WHAT IS ASKED
Render the material as a JSON list of strings, from its first line up to and including the line containing "506;190;594;330". Use one string per line and leave out blank lines.

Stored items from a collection
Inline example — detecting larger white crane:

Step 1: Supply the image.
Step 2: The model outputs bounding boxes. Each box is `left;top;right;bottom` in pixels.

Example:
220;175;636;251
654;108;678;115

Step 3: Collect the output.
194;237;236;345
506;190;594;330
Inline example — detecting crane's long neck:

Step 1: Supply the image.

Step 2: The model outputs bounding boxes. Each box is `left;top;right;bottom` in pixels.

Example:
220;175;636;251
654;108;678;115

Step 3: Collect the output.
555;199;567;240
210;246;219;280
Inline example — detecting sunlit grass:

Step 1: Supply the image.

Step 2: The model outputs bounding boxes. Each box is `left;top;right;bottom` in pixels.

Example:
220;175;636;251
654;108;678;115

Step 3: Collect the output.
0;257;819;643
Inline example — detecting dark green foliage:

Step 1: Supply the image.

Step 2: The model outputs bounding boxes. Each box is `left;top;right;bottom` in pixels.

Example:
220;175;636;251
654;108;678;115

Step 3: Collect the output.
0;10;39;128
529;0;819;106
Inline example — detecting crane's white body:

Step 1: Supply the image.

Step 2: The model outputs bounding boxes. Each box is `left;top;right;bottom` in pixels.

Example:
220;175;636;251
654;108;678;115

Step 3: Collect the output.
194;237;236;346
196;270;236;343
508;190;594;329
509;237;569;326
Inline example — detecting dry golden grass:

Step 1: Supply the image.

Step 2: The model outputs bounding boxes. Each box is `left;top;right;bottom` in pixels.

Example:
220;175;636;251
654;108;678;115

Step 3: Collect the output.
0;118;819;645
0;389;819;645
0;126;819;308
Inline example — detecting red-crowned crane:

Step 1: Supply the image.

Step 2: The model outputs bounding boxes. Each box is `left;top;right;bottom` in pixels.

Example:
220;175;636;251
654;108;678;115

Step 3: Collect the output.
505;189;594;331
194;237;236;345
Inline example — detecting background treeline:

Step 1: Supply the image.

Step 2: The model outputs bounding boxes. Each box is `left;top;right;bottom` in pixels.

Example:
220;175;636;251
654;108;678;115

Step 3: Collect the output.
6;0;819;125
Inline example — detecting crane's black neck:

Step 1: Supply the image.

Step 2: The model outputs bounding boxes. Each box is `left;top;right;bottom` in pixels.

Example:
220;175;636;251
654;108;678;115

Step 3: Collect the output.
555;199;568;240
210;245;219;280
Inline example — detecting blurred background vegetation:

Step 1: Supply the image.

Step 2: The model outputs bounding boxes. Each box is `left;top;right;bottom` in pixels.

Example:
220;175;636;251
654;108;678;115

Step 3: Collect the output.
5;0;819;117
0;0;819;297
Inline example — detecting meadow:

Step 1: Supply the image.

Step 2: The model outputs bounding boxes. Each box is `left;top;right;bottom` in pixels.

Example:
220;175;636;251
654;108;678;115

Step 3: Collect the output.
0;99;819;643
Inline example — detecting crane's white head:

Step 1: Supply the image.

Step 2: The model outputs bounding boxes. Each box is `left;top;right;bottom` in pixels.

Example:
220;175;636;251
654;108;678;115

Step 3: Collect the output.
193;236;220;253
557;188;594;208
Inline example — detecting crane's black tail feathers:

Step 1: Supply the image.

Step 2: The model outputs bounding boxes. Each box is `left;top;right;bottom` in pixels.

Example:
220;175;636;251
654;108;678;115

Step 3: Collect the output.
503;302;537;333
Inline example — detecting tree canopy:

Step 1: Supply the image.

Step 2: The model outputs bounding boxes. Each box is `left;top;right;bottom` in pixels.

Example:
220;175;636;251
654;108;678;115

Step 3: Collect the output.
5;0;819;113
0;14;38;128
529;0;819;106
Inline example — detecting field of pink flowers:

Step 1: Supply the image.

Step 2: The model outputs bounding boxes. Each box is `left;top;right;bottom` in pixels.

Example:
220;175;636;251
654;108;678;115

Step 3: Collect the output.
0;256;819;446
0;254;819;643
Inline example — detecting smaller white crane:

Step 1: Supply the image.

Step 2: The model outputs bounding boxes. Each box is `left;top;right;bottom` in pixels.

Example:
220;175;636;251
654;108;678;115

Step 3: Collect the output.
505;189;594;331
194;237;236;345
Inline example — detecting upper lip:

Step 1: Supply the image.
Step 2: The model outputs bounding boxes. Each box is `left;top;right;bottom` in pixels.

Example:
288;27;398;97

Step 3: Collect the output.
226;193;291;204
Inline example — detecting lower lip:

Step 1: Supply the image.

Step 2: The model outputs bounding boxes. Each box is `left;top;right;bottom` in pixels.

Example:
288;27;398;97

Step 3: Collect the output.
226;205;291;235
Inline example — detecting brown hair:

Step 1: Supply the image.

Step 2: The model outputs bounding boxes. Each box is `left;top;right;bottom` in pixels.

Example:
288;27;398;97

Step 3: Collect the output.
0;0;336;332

SOLUTION TO THE PROBLEM
[
  "Inline example — detecting larger white crane:",
  "Step 1: Supply the image.",
  "Step 2: The model outputs bounding boxes. Each box is `left;top;right;bottom` in pixels.",
  "Example:",
  "220;175;636;251",
  "654;108;678;115",
  "Step 3: Collect the output.",
  "194;237;236;345",
  "506;190;594;330"
]